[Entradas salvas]
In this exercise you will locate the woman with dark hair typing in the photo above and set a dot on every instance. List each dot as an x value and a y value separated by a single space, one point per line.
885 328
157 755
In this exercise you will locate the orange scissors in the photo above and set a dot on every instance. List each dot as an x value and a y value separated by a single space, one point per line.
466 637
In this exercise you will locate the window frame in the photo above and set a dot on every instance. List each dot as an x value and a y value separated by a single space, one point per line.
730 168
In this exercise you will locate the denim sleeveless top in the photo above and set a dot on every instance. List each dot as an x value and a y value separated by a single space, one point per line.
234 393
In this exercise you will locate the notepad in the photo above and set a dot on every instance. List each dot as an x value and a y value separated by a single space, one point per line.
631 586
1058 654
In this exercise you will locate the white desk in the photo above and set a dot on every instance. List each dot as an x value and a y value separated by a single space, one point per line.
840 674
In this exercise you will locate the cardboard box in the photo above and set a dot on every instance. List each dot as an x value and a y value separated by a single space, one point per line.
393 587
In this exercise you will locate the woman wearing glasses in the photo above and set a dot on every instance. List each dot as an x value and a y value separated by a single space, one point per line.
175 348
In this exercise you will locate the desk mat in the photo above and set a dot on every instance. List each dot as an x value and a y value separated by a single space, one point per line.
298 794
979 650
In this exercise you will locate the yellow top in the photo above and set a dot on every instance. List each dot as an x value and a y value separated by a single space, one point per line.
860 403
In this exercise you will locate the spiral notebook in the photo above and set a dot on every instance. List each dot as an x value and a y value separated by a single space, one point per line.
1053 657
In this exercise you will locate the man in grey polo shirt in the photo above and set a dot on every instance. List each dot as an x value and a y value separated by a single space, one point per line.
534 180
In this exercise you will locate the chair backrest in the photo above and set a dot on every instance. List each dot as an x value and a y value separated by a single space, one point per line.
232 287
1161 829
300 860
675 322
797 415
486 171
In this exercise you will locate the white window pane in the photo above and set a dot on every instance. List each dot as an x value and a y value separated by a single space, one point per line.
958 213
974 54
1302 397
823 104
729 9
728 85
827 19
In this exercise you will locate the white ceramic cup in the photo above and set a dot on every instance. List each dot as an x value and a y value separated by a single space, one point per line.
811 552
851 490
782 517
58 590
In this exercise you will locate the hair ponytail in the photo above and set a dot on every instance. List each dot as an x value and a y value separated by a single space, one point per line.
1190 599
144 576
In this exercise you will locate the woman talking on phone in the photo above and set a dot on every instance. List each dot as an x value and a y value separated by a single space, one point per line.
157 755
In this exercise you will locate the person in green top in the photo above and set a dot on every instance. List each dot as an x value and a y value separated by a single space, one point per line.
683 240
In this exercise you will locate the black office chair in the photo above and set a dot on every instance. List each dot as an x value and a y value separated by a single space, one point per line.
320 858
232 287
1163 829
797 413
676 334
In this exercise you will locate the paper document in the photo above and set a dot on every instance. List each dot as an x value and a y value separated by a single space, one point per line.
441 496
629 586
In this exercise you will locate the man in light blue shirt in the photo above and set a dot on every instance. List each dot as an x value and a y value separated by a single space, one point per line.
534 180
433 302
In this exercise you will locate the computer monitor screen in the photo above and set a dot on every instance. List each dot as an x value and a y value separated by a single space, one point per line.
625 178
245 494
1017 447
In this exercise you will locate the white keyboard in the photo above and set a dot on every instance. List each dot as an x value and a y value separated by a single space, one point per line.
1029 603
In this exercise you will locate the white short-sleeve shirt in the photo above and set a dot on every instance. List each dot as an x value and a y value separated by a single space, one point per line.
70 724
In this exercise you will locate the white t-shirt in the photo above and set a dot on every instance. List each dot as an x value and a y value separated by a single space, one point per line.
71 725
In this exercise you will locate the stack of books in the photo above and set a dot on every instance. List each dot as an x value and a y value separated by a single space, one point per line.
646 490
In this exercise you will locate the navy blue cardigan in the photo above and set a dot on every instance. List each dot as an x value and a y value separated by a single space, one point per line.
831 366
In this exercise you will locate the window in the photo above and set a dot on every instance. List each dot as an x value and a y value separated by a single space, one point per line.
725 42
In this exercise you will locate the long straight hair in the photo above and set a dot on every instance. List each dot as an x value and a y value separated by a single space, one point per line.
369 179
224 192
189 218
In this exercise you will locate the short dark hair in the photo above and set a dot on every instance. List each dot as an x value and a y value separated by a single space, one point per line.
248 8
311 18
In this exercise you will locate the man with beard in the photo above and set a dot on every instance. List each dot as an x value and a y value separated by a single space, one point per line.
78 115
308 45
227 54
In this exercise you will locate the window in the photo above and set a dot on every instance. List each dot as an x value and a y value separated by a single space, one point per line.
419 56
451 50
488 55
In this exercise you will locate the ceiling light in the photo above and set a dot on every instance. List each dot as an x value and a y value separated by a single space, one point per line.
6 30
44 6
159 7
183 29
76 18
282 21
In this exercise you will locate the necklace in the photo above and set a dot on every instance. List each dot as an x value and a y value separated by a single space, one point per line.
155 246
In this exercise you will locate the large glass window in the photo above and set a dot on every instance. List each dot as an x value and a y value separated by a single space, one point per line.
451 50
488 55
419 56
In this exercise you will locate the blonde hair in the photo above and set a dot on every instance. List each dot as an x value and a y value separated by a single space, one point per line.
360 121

■ **O que se pede**:
Edite todas as linhas acima, trocando "one point per line" por "one dot per line" e deixando o resto igual.

■ **Resultado correto**:
In this exercise you will locate the woman with dark hair typing in the photo above and set a dot on every instance. List each dot as an x value and a y value separated by a single space, one dot per line.
885 328
157 755
In this exercise you will locate the orange scissors in the photo above and set a dot on every instance. List each dot as an x value and a y value separated by a single space, one dot per line.
466 637
In this exercise you will locate the window frame in the photo above and set a dot on every instance. List each dot as an x value and a y value separated by a single space, one dot per line.
730 168
In this exercise you will locate the denim sleeveless top in the photo above and set a dot on every instance. List each dot as an x value and a y value separated by a single space, one dot per line.
234 393
In this exercise you will locate the notepad in the photo above and set a dot on every instance. List each dot as an x value and a y value separated by a single space, one dot per line.
631 586
1058 654
In this exercise you will locate the white desk in the photo above and set a dot on every instance. List each dot as an x value and a y value separated by a single space, one dot per line.
840 674
In this exercise you will locate the cardboard box in the photo above and set a dot on every instance. List each dot as an x value and a y value separated by a single space, one dot per line.
393 587
In this exercise you will locate the woman wearing glasses in the photo above and set a dot on every instance. List each dot as an x value and a y value separated by a single space, one dot per line.
175 348
In this exercise you will locate the desk mat in the photo above and set a dot on every instance. List each dot as an x value and a y value separated by a single space, one dot per line.
298 794
979 650
In this exercise you will locate the yellow top in the photo above and set a dot on every instance. List each dot as an x value and a y value separated by a single space, one dot per line.
860 403
In this exercise you will locate the spiral notebook in the photo above and set a dot on every instance. List each dot as an x value and a y value separated by a single space, one dot per line.
1053 657
In this exercise you will locate the man in grey polo shirt in the photo above and set a dot on every instance. List each dot as an x value and a y value separated by a single space, one dot per line.
534 180
In this exercise you will locate the chair backrest in the photo above and set a dot on every instance. List each dot as an x value and a y value separated by a single space, one dot per line.
232 287
1161 829
300 860
675 322
797 415
486 171
In this exercise you will locate the white window pane in the photo above and set a dot on every instance. List each dot as an x value and a y value separated by a single space, one dot per line.
958 213
974 54
1302 397
823 104
729 9
728 85
827 19
In this exercise you will locate the white ceramic cup in the photo above and set a dot on every instance. List each dot as an x value and a y value separated by a single space, one dot per line.
811 552
851 490
782 517
58 590
In this exercise you will locate the hair ponytail in the photo above and set a dot on every instance. List each dot as an x value and a y value separated by a single space, one dot per line.
1190 599
144 576
In this exercise you will locate the woman talking on phone in the photo above and set a dot on every instance. List each dot as an x value and a y value separated by a single space, one dot per line.
157 755
In this exercise you will locate the person in green top in the photo above and set a dot on every instance. List each dot as an x value and a y value separated by a single space, one dot per line.
683 240
In this exercise you will locate the black office chair in the photo above and set a dot on every instance. List each dot as an x value and a y value separated by a single space, one dot per line.
320 858
232 287
1163 829
797 413
676 334
In this exercise you will locate the paper document in the photo above and set a dot on every instance. List each dot as an x value and a y value separated by a single space, one dot per line.
441 496
629 586
In this exercise you will locate the man in light blue shirt in the photo above and set a dot on every instance. List each dot as an x value and a y value separated by a single space, one dot per line.
534 180
433 302
In this exercise you will locate the computer monitor screen in the photo above and set a dot on every instance. List each dot as an x value and a y value separated by a single space, one dot per line.
625 178
245 494
1017 447
In this exercise you will locate the white keyboard in the photo above and set a dot on every instance. List each dot as an x value and a y value separated by a single space, one dot per line.
1029 603
In this exercise you will locate the white short-sleeve shirt in the photo above and set a dot on every instance. List each dot as an x value and a y value separated by a single space, one dot per line.
70 724
In this exercise you will locate the white t-shirt in the photo above and set a dot on every instance. List each dot as an x value and a y value separated by a single space, one dot per line.
71 725
In this exercise you will locate the stack of books in the photo above and set a dot on every instance. List each dot as an x value and a y value separated by a single space, one dot per line.
646 490
In this exercise you will locate the navy blue cardigan in the photo above and set a dot on every instance. List each dot as an x value and a y value separated by a single space, one dot per line.
831 366
In this exercise you will locate the window in the photo above and set a dot on every instance. List each dot as an x value and a y value separated by a single space, one dot per line.
725 42
In this exercise you will locate the long straight hair in the photo above and set a dot on every instance. List each dot as an x value and a y value separated by a single space, one dot per line.
369 179
224 192
189 218
In this exercise you will locate the short dark hair in the photo above and set a dot on every instance. List each dot as an x value and a y value separated by a single space, one dot per line.
248 8
311 18
In this exercise you will locate the man with beard in the photo above and set a dot on every instance. List each dot as an x value and a y value separated by a single space, one dot per line.
78 115
308 45
227 54
In this exercise you will locate the window in the photo above and set a dot on every instance. List each dot as an x value and a y value separated by a single space, one dot per line.
419 56
451 50
488 55
In this exercise you will locate the ceiling light in the photo above and set a dot on every instance. List each dot as an x value and a y value separated by a single space, one dot per line.
6 30
44 6
159 7
183 29
76 18
282 21
In this exercise you will locate the necklace in the photo above and set a dot on every instance. List each dot as an x value and a y value separated by a single space, one dot per line.
155 246
In this exercise you will locate the large glass window in the photo above and set a dot on every instance. List each dot as an x value and a y value separated by a single space, one dot per line.
451 50
488 55
419 56
In this exercise you will locate the blonde hair in the photo above and set a dot on every instance. List each dot as an x value and a y value separated by a single space, one dot per line.
360 121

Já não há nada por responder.